- **TASK BRIEF**
Every line from the first in the listing below to the line containing "Indicate each instance of the bowl rim" is to be repeated exactly, and no line past it.

- **THE RECORDS**
|---|

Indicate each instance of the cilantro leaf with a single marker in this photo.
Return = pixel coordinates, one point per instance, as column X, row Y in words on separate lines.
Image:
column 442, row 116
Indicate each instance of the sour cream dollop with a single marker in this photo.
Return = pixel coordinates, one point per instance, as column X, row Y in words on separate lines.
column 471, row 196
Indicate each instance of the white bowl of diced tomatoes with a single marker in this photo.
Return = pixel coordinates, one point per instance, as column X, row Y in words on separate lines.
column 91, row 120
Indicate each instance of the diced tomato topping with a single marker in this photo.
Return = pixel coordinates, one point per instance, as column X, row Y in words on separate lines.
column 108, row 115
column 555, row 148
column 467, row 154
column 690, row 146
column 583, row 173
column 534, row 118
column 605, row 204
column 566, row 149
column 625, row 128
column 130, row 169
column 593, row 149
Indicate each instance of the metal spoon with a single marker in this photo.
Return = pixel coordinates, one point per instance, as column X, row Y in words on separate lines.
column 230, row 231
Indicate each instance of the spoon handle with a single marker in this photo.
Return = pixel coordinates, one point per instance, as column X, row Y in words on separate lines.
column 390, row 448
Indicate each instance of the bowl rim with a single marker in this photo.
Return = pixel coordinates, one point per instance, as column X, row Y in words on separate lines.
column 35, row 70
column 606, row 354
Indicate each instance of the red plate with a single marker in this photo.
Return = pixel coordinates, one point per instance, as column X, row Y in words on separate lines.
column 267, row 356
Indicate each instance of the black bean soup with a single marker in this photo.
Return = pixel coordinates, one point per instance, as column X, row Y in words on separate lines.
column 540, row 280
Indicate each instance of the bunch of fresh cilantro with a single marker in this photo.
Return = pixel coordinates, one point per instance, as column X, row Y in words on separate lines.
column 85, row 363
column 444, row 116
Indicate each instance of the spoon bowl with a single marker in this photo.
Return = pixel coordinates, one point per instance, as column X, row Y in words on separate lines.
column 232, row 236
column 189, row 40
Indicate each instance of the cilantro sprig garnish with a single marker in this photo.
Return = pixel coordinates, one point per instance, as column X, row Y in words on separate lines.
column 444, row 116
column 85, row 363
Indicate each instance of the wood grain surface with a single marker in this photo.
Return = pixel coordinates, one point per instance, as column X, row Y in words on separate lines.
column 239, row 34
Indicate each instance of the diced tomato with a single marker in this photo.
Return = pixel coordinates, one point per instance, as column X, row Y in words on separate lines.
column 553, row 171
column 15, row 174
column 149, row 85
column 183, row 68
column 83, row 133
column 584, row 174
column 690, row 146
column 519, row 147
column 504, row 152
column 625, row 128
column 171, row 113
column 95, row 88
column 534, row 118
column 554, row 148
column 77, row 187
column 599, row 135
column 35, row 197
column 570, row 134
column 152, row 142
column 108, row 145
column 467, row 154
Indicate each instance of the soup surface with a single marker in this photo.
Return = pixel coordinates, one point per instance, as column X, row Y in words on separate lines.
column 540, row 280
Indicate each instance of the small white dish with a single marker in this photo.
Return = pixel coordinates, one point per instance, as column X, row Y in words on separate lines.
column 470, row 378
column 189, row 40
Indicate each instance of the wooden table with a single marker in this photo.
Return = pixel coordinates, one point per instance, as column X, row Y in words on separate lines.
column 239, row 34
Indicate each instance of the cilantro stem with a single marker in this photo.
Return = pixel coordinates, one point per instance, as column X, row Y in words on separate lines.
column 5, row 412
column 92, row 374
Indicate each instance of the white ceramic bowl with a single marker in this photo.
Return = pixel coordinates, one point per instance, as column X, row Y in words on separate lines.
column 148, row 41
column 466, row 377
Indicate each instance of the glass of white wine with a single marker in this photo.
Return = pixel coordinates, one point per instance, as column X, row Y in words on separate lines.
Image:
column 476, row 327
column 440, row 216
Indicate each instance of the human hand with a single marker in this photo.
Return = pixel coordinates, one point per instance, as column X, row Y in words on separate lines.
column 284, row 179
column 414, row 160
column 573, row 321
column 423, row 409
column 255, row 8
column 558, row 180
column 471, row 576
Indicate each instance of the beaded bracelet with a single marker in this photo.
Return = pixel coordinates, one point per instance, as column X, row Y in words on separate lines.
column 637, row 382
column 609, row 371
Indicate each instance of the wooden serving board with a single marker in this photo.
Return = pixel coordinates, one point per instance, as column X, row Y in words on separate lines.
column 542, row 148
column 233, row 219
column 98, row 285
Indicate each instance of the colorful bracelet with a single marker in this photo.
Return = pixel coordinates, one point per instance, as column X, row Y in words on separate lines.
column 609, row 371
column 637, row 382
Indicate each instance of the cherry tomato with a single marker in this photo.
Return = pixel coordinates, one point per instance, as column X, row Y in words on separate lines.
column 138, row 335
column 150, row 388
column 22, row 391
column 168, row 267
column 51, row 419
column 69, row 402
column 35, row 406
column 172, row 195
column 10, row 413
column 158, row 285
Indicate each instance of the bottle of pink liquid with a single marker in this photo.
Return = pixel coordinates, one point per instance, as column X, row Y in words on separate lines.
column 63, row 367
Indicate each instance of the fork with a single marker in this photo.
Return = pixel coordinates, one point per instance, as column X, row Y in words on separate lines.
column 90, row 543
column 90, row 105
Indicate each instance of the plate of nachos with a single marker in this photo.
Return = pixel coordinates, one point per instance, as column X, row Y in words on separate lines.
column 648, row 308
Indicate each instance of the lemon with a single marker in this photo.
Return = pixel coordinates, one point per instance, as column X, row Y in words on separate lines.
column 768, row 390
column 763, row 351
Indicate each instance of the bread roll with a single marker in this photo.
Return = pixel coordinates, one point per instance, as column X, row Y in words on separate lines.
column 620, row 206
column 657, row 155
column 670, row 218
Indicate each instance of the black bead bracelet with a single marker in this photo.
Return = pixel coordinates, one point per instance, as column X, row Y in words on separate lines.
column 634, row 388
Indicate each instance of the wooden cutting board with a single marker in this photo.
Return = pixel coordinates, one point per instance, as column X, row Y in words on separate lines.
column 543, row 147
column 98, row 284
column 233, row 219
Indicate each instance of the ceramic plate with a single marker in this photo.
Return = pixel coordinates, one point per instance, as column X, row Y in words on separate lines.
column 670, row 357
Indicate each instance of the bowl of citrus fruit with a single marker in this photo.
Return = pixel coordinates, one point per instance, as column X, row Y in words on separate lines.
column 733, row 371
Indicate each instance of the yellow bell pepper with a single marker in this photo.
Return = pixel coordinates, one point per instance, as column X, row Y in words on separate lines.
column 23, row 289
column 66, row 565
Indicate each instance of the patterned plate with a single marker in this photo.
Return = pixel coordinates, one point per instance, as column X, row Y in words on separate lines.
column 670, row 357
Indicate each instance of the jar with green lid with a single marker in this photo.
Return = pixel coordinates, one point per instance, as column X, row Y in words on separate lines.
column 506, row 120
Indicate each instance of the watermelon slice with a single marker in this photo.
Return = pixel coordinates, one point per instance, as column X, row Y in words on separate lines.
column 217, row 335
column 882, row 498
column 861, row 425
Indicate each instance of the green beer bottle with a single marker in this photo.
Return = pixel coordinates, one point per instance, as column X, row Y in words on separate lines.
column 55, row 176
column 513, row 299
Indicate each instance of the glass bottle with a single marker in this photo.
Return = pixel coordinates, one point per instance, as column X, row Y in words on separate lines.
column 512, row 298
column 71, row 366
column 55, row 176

|---|

- **RESPONSE TO THIS EXERCISE**
Indicate each instance of the cilantro leaf with a single marker in this photo.
Return = pixel coordinates, one point per instance, as column X, row Y in words on separate lines.
Image:
column 442, row 116
Indicate each instance of the sour cream dollop with a single marker in this photo.
Return = pixel coordinates, one point per instance, as column X, row Y in words on separate lines.
column 471, row 196
Indicate each instance of the white bowl of diced tomatoes with a single marker in this photo.
Return = pixel coordinates, one point per instance, as column X, row Y in words on separate lines.
column 91, row 120
Indicate each instance of the diced tomato topping with a single marker in this photo.
Return = pixel coordinates, one point per instance, as column X, row Y in words on separate lines.
column 108, row 115
column 555, row 148
column 467, row 154
column 690, row 146
column 583, row 173
column 534, row 118
column 605, row 204
column 566, row 149
column 625, row 128
column 130, row 169
column 593, row 149
Indicate each instance of the metal spoon with a single marker in this photo.
Return = pixel coordinates, one point per instance, as column X, row Y in words on separate lines.
column 230, row 231
Indicate each instance of the spoon handle with a single marker in this photo.
Return = pixel coordinates, one point per instance, as column X, row Y in words on separate lines.
column 390, row 448
Indicate each instance of the bowl rim with a single marker in this photo.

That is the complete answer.